[Recorded data]
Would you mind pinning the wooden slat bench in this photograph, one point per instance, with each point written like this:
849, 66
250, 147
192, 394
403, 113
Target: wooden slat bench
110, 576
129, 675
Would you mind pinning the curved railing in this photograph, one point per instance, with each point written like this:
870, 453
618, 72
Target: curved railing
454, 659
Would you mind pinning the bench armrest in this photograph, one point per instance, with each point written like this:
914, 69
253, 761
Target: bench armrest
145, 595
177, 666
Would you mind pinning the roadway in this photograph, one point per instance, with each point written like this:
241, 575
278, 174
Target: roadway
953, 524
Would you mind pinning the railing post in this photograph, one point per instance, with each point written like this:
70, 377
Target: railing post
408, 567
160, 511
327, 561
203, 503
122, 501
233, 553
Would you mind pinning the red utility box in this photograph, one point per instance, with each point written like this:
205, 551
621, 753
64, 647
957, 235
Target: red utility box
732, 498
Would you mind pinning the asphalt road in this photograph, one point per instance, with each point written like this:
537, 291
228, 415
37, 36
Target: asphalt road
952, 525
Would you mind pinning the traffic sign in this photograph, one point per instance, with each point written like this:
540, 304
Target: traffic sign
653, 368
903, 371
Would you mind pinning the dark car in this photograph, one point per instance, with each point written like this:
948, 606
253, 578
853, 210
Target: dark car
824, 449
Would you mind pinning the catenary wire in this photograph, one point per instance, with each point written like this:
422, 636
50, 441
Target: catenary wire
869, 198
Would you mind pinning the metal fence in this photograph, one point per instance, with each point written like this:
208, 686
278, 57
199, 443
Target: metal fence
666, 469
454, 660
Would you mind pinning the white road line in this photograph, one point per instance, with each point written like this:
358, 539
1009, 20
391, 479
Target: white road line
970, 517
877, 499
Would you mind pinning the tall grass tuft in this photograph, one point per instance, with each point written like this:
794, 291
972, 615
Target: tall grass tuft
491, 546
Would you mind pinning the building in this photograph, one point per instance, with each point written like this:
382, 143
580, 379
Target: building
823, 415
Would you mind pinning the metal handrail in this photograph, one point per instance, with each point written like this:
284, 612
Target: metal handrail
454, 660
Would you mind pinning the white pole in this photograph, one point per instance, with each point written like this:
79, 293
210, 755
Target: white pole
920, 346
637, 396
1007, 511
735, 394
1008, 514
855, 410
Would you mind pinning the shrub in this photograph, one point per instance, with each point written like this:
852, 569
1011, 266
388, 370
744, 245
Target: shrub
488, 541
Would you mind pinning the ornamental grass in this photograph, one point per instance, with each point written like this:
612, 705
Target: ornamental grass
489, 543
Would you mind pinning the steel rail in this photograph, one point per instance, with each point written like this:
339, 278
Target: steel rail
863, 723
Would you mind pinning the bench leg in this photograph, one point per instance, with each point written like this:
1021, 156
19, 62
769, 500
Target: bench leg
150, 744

* Direction: Reproduce all data above, unchanged.

* Solution to the exercise:
Would you mind pinning the wooden slat bench in this photograph, one point per instance, with each point written like this:
849, 66
250, 147
192, 394
403, 113
Target: wooden slat bench
110, 576
129, 675
Would you mind pinning the curved railing in this photograph, one point per instance, with each point written like this:
870, 453
618, 72
Target: curved railing
454, 659
Would you mind pinning the bench armrest in this photograph, one point per instance, with each point written like this:
914, 69
253, 761
Target: bench armrest
145, 595
177, 666
Would you mind pinning the roadway in this photograph, one point per instance, with each point written like this:
241, 575
278, 174
Target: roadway
953, 524
Would you mind pinning the railing post in this photograph, one point per instance, with each point written like this:
70, 377
Target: railing post
408, 567
160, 511
327, 561
203, 503
122, 501
233, 553
Would you mind pinning the red utility box in this photograph, one point per instance, with each point written like this:
205, 551
621, 753
64, 647
957, 235
Target: red utility box
732, 498
Would you mind pinning the asphalt road in this photograph, one point per instance, with each point written like this:
537, 291
228, 415
37, 36
Target: asphalt road
952, 525
Would you mind pinning the traffic sign in this photograph, one point per instance, with each point written like this:
540, 304
Target: traffic sign
653, 368
903, 371
Would you mind pinning the dark car in this photograph, one point per instance, with each point written like this:
948, 606
253, 578
853, 210
Target: dark car
824, 449
Would you mind pinning the catenary wire in this photograph, one point per instance, with each point written like this:
422, 636
50, 441
Target: catenary wire
869, 198
Would you mind pinning the metal fence in this photograph, one point per instance, with each point written like this:
208, 686
278, 57
199, 443
Target: metal fence
666, 469
454, 660
Would you mind pinning the white road line in this photograph, one point per instance, with each point written like this:
358, 539
1009, 20
391, 479
Target: white road line
970, 517
877, 499
Would you mind pinning the tall grass tuft in this photograph, one point per instance, with each point written like this:
794, 291
972, 615
Target: tall grass tuft
491, 546
Would you mind pinning the building in this photograph, one point per instance, with each point written like this:
382, 143
580, 379
Target: building
823, 415
Would you mind pinning the metal handrail in this photograph, one point per instance, with each point written like this:
284, 612
Target: metal handrail
454, 660
Would you mind pinning the white pole in this photograph, one point per instance, with each point written like this:
79, 293
210, 755
Target: white pole
920, 346
637, 396
1007, 511
735, 394
1008, 514
855, 410
Would you mind pinning the shrub in this photograph, one point per instance, with each point written like this:
852, 569
1011, 266
388, 370
744, 245
Target: shrub
488, 541
Would you mind pinning the ornamental grass in this photograph, one point per instance, with each point written like this:
612, 705
Target: ornamental grass
489, 543
Would you mind pinning the steel rail in this photograph, one point per instance, with each point written like this:
339, 278
Target: steel rail
863, 723
Would you mind pinning the bench leg in this photograph, one point per instance, with each point written like this:
1021, 156
19, 62
769, 500
Target: bench leg
150, 744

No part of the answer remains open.